The Way We Were: Live in Concert is a live album by vocalist Etta Jones and saxophonist Houston Person which was recorded in Cleveland in 2000 but not released on the Highnote label until 2011.

Reception

In his review on Allmusic, Steve Leggett notes that "Etta Jones could flat-out sing, and she never failed to make the blues, jazz, and Great American Songbook standards she sang her own, especially in her many collaborations with tenor saxophonist Houston Person, who was as sympathetic a player as any singer could ever hope for – Jones and Person simply clicked and understood each other as a duo ... This set is both a pleasant listen and a fun archival recording – it captures Jones and Person at their best in front of a nimble and flexible rhythm section"

*Excerpted records:*
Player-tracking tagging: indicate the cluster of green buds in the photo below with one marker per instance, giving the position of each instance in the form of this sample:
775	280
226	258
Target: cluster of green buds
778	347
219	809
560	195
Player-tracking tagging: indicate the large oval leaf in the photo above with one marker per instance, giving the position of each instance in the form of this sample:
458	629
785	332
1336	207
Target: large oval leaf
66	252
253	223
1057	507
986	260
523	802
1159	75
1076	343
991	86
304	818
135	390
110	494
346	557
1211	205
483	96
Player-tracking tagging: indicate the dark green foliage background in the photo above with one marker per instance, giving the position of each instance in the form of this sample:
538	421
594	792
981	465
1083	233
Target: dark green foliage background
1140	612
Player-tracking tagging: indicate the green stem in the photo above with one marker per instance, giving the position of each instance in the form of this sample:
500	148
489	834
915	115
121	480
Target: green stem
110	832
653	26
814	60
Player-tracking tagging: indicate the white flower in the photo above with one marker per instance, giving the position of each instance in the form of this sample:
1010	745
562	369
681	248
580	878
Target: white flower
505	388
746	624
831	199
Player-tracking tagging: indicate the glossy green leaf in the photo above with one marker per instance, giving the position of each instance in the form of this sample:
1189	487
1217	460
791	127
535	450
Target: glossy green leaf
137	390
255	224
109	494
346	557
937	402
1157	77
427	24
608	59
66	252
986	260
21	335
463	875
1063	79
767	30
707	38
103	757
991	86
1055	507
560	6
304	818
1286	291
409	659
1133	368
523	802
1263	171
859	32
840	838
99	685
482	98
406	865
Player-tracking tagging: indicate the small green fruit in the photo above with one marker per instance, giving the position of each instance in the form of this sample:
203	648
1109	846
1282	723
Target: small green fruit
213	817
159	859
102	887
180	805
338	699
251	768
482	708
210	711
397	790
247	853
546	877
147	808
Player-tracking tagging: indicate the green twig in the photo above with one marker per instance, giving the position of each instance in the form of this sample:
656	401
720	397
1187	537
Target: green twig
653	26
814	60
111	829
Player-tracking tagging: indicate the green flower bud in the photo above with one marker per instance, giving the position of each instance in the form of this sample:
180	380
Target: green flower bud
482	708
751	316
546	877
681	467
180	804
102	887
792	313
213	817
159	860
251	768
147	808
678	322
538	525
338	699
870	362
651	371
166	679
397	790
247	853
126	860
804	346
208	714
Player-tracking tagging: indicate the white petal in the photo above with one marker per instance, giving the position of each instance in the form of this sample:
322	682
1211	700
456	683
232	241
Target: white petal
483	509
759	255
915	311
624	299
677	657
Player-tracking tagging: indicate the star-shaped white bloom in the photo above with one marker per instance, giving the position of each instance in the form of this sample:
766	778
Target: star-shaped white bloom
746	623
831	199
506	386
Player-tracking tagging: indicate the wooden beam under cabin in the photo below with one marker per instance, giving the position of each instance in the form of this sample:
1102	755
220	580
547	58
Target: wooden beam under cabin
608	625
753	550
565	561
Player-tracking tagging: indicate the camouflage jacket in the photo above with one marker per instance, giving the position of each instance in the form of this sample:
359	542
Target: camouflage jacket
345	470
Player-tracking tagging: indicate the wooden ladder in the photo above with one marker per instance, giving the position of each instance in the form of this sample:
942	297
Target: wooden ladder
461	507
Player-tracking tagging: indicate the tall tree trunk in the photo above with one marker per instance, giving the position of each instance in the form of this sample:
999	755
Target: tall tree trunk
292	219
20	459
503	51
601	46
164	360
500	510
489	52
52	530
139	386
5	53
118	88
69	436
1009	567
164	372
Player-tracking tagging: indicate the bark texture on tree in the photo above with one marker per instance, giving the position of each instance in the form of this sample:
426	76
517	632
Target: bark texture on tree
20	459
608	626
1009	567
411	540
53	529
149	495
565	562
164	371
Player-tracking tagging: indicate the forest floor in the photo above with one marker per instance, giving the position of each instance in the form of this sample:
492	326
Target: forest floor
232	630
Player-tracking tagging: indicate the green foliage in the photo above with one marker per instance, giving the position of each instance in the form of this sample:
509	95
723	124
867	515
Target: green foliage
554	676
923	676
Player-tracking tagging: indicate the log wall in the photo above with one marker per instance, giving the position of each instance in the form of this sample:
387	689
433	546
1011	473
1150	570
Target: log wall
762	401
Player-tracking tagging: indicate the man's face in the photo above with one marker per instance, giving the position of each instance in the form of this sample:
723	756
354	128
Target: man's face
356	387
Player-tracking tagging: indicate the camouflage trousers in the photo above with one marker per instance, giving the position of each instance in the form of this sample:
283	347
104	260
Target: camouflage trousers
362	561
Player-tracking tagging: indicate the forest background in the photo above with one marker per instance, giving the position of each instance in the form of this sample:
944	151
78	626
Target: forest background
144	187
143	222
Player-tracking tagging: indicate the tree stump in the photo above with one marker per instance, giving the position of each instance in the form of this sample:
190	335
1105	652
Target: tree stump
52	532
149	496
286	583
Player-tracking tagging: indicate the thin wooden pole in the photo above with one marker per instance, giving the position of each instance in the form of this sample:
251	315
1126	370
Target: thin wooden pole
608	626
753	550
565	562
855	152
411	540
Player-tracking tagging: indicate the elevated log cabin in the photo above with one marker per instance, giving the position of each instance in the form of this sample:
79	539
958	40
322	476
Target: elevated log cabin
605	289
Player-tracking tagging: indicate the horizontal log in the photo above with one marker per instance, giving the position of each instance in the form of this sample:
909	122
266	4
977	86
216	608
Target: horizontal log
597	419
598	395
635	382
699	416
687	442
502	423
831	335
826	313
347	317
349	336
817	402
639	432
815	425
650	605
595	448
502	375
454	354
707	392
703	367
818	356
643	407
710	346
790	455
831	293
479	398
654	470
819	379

*Tasks to complete:*
• a. According to the passage about The Way We Were: Live in Concert, in which city was the album recorded?
• b. From the passage about The Way We Were: Live in Concert, copy the stretch from "The Way We Were: Live" through "label until 2011.".

*Outputs in order:*
• a. Cleveland

• b.
The Way We Were: Live in Concert is a live album by vocalist Etta Jones and saxophonist Houston Person which was recorded in Cleveland in 2000 but not released on the Highnote label until 2011.